• _Listing_:
______________________________

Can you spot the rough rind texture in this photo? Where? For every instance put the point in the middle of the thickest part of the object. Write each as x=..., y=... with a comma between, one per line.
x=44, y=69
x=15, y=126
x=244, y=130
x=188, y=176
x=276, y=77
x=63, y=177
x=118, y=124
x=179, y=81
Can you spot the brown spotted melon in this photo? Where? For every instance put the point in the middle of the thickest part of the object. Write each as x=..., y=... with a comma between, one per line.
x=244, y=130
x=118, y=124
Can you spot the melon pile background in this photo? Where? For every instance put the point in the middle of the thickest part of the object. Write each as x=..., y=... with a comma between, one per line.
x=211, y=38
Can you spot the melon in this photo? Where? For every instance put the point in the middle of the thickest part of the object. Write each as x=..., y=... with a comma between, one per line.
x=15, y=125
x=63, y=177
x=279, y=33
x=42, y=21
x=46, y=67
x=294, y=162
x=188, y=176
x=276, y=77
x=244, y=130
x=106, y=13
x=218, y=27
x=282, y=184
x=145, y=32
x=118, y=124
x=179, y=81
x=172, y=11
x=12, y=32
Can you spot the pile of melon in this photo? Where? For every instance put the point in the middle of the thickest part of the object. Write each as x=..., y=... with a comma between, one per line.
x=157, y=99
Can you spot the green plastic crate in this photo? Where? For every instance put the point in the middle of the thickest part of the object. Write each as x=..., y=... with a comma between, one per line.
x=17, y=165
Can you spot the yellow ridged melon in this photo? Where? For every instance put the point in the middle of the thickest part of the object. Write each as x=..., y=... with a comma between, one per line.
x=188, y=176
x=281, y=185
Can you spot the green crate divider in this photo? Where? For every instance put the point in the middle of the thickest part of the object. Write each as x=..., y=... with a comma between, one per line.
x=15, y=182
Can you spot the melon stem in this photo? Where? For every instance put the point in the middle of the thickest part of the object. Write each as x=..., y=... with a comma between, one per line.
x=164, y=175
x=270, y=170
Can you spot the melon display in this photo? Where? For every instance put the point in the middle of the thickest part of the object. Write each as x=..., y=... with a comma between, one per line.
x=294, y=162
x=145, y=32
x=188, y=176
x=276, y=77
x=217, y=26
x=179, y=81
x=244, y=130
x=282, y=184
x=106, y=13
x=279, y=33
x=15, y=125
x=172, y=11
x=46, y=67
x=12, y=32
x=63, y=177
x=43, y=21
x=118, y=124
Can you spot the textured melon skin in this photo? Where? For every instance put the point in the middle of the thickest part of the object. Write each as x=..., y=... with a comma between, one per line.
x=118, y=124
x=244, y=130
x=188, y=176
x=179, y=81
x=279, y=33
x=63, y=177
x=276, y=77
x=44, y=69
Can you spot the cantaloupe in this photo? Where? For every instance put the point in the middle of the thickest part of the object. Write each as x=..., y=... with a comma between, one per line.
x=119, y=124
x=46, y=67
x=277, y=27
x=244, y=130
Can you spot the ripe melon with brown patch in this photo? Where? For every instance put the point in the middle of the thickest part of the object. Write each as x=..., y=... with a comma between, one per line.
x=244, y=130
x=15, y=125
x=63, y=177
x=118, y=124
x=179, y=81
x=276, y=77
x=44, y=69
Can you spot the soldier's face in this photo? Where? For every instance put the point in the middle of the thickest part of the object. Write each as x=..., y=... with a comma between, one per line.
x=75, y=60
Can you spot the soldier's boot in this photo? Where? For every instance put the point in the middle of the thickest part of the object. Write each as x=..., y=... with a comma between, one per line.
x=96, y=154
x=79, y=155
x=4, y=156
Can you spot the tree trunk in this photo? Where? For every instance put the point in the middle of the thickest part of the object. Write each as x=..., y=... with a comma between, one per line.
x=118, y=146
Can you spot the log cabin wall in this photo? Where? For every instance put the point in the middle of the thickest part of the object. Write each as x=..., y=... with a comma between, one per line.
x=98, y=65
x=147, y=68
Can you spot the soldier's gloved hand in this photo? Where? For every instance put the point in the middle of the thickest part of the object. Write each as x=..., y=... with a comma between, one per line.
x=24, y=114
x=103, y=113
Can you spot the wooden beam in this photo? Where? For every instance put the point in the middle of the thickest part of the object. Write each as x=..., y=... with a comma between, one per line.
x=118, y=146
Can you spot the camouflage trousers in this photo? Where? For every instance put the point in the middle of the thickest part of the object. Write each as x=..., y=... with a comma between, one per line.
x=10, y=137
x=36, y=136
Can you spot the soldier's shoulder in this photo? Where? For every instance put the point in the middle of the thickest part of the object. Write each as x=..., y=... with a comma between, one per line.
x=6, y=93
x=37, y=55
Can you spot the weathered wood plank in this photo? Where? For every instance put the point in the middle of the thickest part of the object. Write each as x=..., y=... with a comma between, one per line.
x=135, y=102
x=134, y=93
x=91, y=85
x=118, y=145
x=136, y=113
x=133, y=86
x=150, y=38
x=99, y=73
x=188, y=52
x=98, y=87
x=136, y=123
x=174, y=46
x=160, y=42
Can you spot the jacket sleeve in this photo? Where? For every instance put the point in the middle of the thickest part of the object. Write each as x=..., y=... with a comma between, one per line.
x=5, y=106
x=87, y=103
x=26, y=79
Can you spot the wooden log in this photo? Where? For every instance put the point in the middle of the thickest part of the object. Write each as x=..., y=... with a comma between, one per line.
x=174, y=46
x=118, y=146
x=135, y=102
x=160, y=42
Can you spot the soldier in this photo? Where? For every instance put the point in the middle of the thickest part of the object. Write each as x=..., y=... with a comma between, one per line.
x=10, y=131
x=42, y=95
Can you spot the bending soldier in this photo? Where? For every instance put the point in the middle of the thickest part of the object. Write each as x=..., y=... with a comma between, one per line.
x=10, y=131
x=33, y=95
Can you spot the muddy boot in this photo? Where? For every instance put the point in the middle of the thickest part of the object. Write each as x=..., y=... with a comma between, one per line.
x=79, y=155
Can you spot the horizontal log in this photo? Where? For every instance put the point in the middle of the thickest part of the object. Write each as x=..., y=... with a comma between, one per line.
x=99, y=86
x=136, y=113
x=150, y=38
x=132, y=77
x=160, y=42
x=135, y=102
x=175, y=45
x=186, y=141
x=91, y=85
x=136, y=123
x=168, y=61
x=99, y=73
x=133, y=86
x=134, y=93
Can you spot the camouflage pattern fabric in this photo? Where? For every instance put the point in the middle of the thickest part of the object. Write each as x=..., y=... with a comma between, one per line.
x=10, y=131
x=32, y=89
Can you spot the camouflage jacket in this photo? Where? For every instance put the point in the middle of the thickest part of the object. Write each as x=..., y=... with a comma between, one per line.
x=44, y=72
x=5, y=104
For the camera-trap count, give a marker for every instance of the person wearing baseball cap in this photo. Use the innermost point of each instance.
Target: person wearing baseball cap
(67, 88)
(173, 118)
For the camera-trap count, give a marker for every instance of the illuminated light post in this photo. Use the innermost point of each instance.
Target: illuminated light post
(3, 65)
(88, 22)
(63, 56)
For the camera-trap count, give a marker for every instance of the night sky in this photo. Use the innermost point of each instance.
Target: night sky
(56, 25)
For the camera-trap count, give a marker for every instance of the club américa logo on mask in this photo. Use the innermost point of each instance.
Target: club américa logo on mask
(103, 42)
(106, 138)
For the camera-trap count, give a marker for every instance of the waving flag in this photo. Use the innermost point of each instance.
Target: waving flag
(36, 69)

______________________________

• _Task prompt_: Return all of the entries exactly as they were supplied.

• _Answer to the task_:
Can you spot the rough rind texture in this photo? Where? For every instance put the point in the middle of the thickest part of the object. Write each as x=..., y=... with a comma between, one per line.
x=44, y=69
x=15, y=126
x=244, y=130
x=188, y=176
x=276, y=77
x=63, y=177
x=118, y=124
x=179, y=81
Can you spot the brown spotted melon in this photo? Where? For every instance put the point in the middle of the thickest part of the object. Write each as x=..., y=... with a comma between, one per line.
x=244, y=130
x=118, y=124
Can you spot the melon pile background in this photo? Where? For every instance put the point in the middle of the thickest part of the object. Write each as x=..., y=... with a comma between, one per line.
x=211, y=38
Can you spot the melon in this photo? Where? For every instance put the point in the middle of the thickest part of the object. Write each as x=..., y=... with a comma between, one per line.
x=15, y=125
x=63, y=177
x=279, y=33
x=42, y=21
x=46, y=67
x=294, y=162
x=188, y=176
x=276, y=77
x=244, y=130
x=106, y=13
x=218, y=27
x=282, y=184
x=145, y=32
x=118, y=124
x=179, y=81
x=172, y=11
x=12, y=32
Can you spot the pile of melon in this photo? Where? For every instance put the point in the middle of the thickest part of the object. Write each as x=..., y=... with a comma between, one per line.
x=157, y=99
Can you spot the green plastic crate in this photo? Where? For every instance put the point in the middle of the thickest part of the object. Write each as x=..., y=... with a comma between, one per line.
x=17, y=165
Can you spot the yellow ridged melon in this photo? Where? For every instance put the point in the middle of the thickest part of the object. Write each as x=..., y=... with a comma between, one per line.
x=188, y=176
x=281, y=185
Can you spot the green crate divider in this photo? Where? For every instance put the point in the middle of the thickest part of the object. Write each as x=..., y=... with a comma between, one per line.
x=15, y=182
Can you spot the melon stem in this photo? Where? For every instance put the point in the middle of the thickest part of the object. Write each as x=..., y=... with a comma between, one per line.
x=164, y=175
x=270, y=170
Can you spot the melon display in this photo? Where? For every instance put the point in the middle of the thickest part of the object. Write each as x=..., y=... with a comma between, one per line.
x=294, y=162
x=145, y=32
x=188, y=176
x=276, y=77
x=217, y=26
x=179, y=81
x=244, y=130
x=282, y=184
x=106, y=13
x=279, y=33
x=15, y=125
x=172, y=11
x=46, y=67
x=12, y=32
x=63, y=177
x=43, y=21
x=118, y=124
Can you spot the textured melon skin in this photo? Where? For every instance put the point in the middle of the thickest part of the object. Write each as x=..., y=... with a comma between, one per line.
x=118, y=124
x=244, y=130
x=188, y=176
x=179, y=81
x=279, y=33
x=63, y=177
x=276, y=77
x=44, y=69
Can you spot the cantaloupe in this photo? Where? For every instance put the point in the middle of the thickest part of the object. Write each as x=..., y=... with a comma between, one per line.
x=119, y=124
x=46, y=67
x=277, y=27
x=244, y=130
Can you spot the ripe melon with brown patch in this photo? Where? For every instance put the point in the middle of the thickest part of the object. Write each as x=..., y=... with a comma between, one per line.
x=244, y=130
x=15, y=125
x=63, y=177
x=118, y=124
x=179, y=81
x=276, y=77
x=44, y=69
Can you spot the soldier's face in this photo? Where? For every instance put the point in the middle of the thickest part of the object. Write each as x=..., y=... with a comma between, one per line.
x=75, y=60
Can you spot the soldier's boot in this photo? Where? For every instance put the point in the middle of the thickest part of the object. Write each as x=..., y=... with a comma between, one per line.
x=96, y=154
x=79, y=155
x=4, y=156
Can you spot the tree trunk in this photo? Where? For every instance put the point in the middle of the thickest part of the object. Write each as x=..., y=... with a comma between, one per line.
x=118, y=146
Can you spot the log cabin wall in this photo? Where? For every instance put the point in the middle of the thickest part of the object. Write each as x=..., y=... with a comma between, one per line.
x=98, y=65
x=147, y=68
Can you spot the soldier's gloved hand in this photo? Where? For every instance put the point in the middle of the thickest part of the object. Write each as x=..., y=... with a comma between, one per line.
x=24, y=114
x=103, y=113
Can you spot the wooden beam in this photo? Where? For every instance put the point in the middle of the thickest part of the object. Write each as x=..., y=... with a comma between, one per line.
x=118, y=146
Can you spot the camouflage trousers in this photo? Where? For every instance put the point in the middle of the thickest part of the object. Write each as x=..., y=... with a comma between, one per line.
x=10, y=137
x=36, y=136
Can you spot the soldier's shoulder in this photo? Where? For every instance put the point in the middle of the thickest part of the object. Write each as x=..., y=... with a comma between, one per line.
x=6, y=93
x=37, y=55
Can you spot the weathered wood plank in this photo? Where? For every instance put the point in the middle of the thickest part of the object. Write each as x=..., y=... with a comma between, one per line.
x=135, y=102
x=134, y=93
x=91, y=85
x=118, y=145
x=136, y=113
x=133, y=86
x=150, y=38
x=99, y=73
x=188, y=52
x=98, y=87
x=136, y=123
x=174, y=46
x=160, y=42
Can you spot the jacket sleeve in this photo? Where? For every instance put the point in the middle of the thickest part of the object. Write each as x=..., y=... with a comma between, one per line.
x=5, y=106
x=87, y=103
x=26, y=79
Can you spot the wooden log in this photo? Where? For every instance put the point in the middle of the thickest part of the object. Write each as x=..., y=... with a comma between, one per line.
x=174, y=46
x=118, y=146
x=135, y=102
x=160, y=42
Can you spot the soldier in this photo? Where? For every instance put the point in the middle of the thickest part of the object. Write each as x=..., y=... with a comma between, one per line.
x=10, y=131
x=42, y=95
Can you spot the bending soldier in this photo? Where? For every instance put the point in the middle of the thickest part of the object. Write each as x=..., y=... with a comma between, one per line.
x=10, y=131
x=33, y=95
Can you spot the muddy boot in this photo? Where? For every instance put the point in the middle of the thickest part of the object. Write each as x=..., y=... with a comma between, one per line.
x=79, y=155
Can you spot the horizontal log in this photo? Where? For every instance put the point in the middle of the thickest part of the object. Write each as x=..., y=... with a comma between, one per line.
x=99, y=86
x=136, y=113
x=150, y=38
x=132, y=77
x=160, y=42
x=135, y=102
x=175, y=45
x=186, y=141
x=91, y=85
x=136, y=123
x=168, y=61
x=99, y=73
x=133, y=86
x=134, y=93
Can you spot the camouflage pattern fabric in this photo? Where? For every instance put the point in the middle of the thickest part of the object. Write each as x=..., y=... with a comma between, one per line.
x=10, y=131
x=32, y=89
Can you spot the camouflage jacket in this photo? Where? For every instance put the point in the middle of the thickest part of the object. Write each as x=..., y=... with a comma between, one per line.
x=44, y=72
x=5, y=104
For the camera-trap count, give a marker for every instance of the person wearing baseball cap in this photo. Use the innermost point of each instance.
Target: person wearing baseball cap
(67, 88)
(173, 118)
For the camera-trap count, give a marker for every instance of the illuminated light post in this photo. Use the innermost point of each instance.
Target: illuminated light post
(3, 65)
(88, 22)
(63, 56)
For the camera-trap count, give a marker for every instance of the night sky in this photo. Use the innermost point of each instance.
Target: night sky
(56, 25)
For the camera-trap count, give a marker for every instance of the club américa logo on mask in this photo. Use the innermost point of each instance.
Target: club américa logo on mask
(103, 42)
(106, 138)
For the camera-trap count, give a marker for every instance of the waving flag in this photo. Use the innermost point of each instance.
Target: waving flag
(36, 69)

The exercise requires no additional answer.